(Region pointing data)

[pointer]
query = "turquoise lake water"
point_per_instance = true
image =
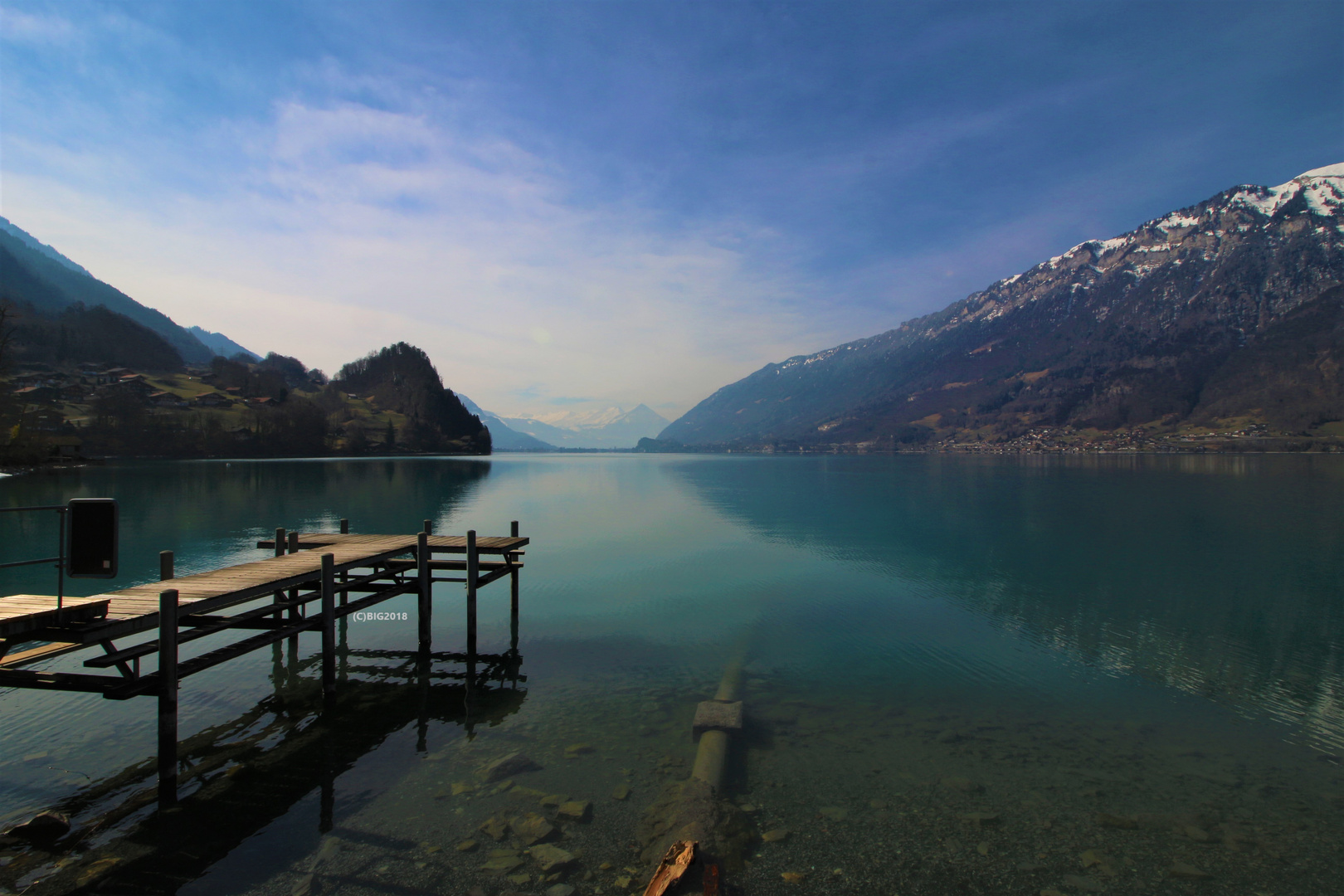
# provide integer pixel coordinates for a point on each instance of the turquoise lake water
(964, 674)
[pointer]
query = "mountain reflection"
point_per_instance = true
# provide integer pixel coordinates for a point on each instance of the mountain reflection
(188, 507)
(1216, 575)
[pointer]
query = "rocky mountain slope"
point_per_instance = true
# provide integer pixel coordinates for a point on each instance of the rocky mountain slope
(37, 277)
(1229, 309)
(221, 344)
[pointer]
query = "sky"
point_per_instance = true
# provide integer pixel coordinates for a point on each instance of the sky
(578, 204)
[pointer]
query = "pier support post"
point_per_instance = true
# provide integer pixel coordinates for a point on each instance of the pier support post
(167, 698)
(513, 605)
(426, 589)
(277, 650)
(472, 575)
(329, 626)
(344, 621)
(295, 614)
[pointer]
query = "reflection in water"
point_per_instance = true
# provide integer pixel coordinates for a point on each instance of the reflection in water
(968, 674)
(197, 508)
(245, 774)
(1216, 575)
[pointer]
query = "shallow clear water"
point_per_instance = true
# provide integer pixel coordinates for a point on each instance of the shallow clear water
(1054, 644)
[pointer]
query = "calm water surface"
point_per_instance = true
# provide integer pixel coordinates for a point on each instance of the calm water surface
(965, 674)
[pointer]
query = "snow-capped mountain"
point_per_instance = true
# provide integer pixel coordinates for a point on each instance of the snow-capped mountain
(502, 437)
(611, 427)
(1227, 308)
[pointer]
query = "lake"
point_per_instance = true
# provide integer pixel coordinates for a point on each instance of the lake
(962, 674)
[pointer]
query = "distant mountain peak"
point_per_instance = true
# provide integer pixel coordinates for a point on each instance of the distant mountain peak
(1157, 324)
(221, 344)
(32, 242)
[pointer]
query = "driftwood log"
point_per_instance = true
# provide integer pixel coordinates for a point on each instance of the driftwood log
(678, 859)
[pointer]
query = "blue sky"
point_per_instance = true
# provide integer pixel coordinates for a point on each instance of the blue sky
(609, 203)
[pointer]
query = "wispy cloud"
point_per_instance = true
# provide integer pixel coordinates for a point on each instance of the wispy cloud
(620, 203)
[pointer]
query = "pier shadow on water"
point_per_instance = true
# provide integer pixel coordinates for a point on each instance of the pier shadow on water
(240, 777)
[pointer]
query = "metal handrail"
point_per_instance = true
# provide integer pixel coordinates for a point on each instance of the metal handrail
(63, 509)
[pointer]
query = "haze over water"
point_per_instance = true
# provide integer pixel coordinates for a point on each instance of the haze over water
(908, 621)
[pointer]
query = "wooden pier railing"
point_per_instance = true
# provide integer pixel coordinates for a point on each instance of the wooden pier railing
(312, 582)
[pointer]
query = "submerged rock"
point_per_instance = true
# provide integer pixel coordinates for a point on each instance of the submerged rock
(502, 864)
(533, 829)
(577, 809)
(514, 763)
(42, 828)
(550, 857)
(494, 828)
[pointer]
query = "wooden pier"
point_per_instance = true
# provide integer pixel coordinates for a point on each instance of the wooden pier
(312, 581)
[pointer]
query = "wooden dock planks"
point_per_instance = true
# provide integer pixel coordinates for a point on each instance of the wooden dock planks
(23, 613)
(136, 609)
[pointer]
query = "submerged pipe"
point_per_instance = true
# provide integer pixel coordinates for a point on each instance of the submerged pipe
(694, 811)
(713, 754)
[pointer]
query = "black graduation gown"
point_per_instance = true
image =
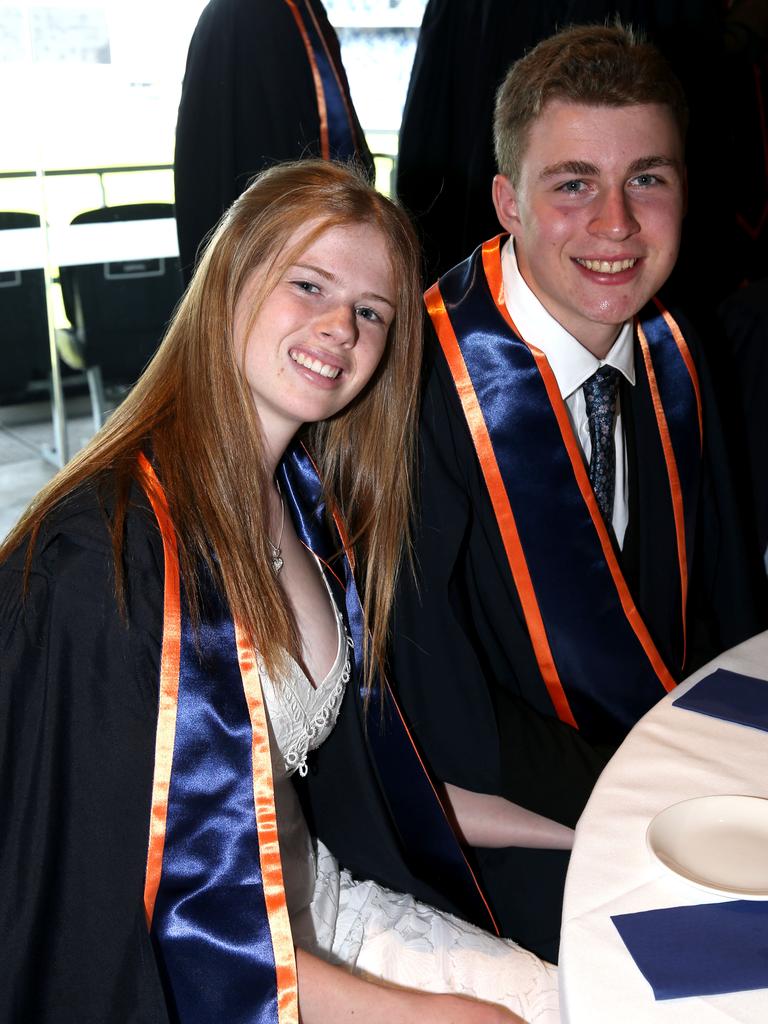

▸ **ASSIGNMENT**:
Restate the data word for word without pictures.

▸ **ANSWER BELOW**:
[pointer]
query = "turquoise lake water"
point_per_instance = true
image =
# provide integer pixel coordinates for a point on each instance of the turquoise lake water
(964, 674)
[pointer]
query = "mountain reflection"
point_per_instance = true
# provide integer pixel coordinates for a point on each instance of the mountain reflection
(188, 507)
(1216, 575)
[pointer]
query = "rocky mountain slope"
point_per_instance = true
# provide integer pixel coordinates for a point on each instance of the rocky mountain slope
(37, 277)
(1229, 309)
(221, 344)
[pointer]
query = "sky"
point_per_instance = true
# provide integer pixel coordinates for a point on each instance of the sky
(578, 204)
[pointer]
query = "pier support post"
point_per_instance = true
# provide integer pixel coordinates for a point on each instance of the pier support post
(167, 698)
(513, 605)
(426, 589)
(277, 650)
(472, 575)
(329, 626)
(344, 621)
(295, 614)
[pointer]
query = "reflection in water"
point_per_instance = true
# provide integer pixel coordinates for a point on each instance of the reflection in water
(968, 674)
(197, 508)
(245, 774)
(1216, 575)
[pointer]
query = "shallow clear water"
point_per_instance = true
# provide integer pixel coordinates for a point on each instance of the shallow clear water
(1054, 644)
[pointer]
query = "calm water surface"
point_per_instance = true
# provide integer pixel coordinates for a point on each instance of the calm water surface
(965, 674)
[pointer]
query = "snow-capped mountain"
point_per_instance = true
# provide integer pixel coordinates for a point on each instance of the snow-capped mountain
(502, 437)
(611, 427)
(1227, 308)
[pointer]
query = "lake"
point_per_instance = true
# provide integer pixel coordinates for a point on each instance of the lake
(962, 674)
[pointer]
query = "distant mountain peak"
point_per_instance = true
# provide integer pixel coordinates for a point on each instance of the distant mountain peak
(1157, 324)
(221, 344)
(32, 242)
[pointer]
query = "driftwood log"
point_per_instance = true
# provide integer pixel coordinates for a point on each instance of the driftwood log
(678, 859)
[pointer]
query = "blue sky"
point_per_instance = true
# provide integer pixel coordinates for a point on each instance of the blue sky
(609, 203)
[pointer]
query = "wispy cloud"
point_per_instance = true
# provide integer pixel coordinates for a point on each instance of the wispy cloud
(620, 203)
[pointer]
query = "pier shadow on water"
point_per_instance = true
# provide integer pixel coordinates for a point on each instance of the pier shadow on water
(240, 777)
[pointer]
query = "metal handrail"
point_per_instance = true
# provide integer pixel coordinates for a point on each instance of the metal handrail
(63, 509)
[pointer]
query = "haze over water"
point_per_instance = true
# provide integer pixel coordinates for a point on each instance of the haze over water
(908, 621)
[pointer]
query = "wooden pier railing"
point_per_instance = true
# provide integer pixel coordinates for a point on each instance of the wooden pier railing
(312, 582)
[pointer]
query = "submerged rock"
point_per_instance = true
# provide integer pixel coordinates for a point on each instance of the submerged rock
(502, 864)
(533, 829)
(577, 809)
(514, 763)
(42, 828)
(550, 857)
(494, 828)
[pointer]
query = "wooden pier"
point_per_instance = true
# provide integer pixel coordinates for a point on each instance of the wooden pier
(312, 581)
[pointer]
query = "wooden dock planks"
point_per_instance = true
# provide integer pixel coordinates for a point on each instance of the wooden dock planks
(23, 613)
(136, 609)
[pointer]
query = "submerged pipe"
point_per_instance = true
# provide integer pixel coordinates for a point on each instance of the submerged pipe
(694, 811)
(713, 754)
[pointer]
query = "black graduation gown"
point_per_instance = true
image =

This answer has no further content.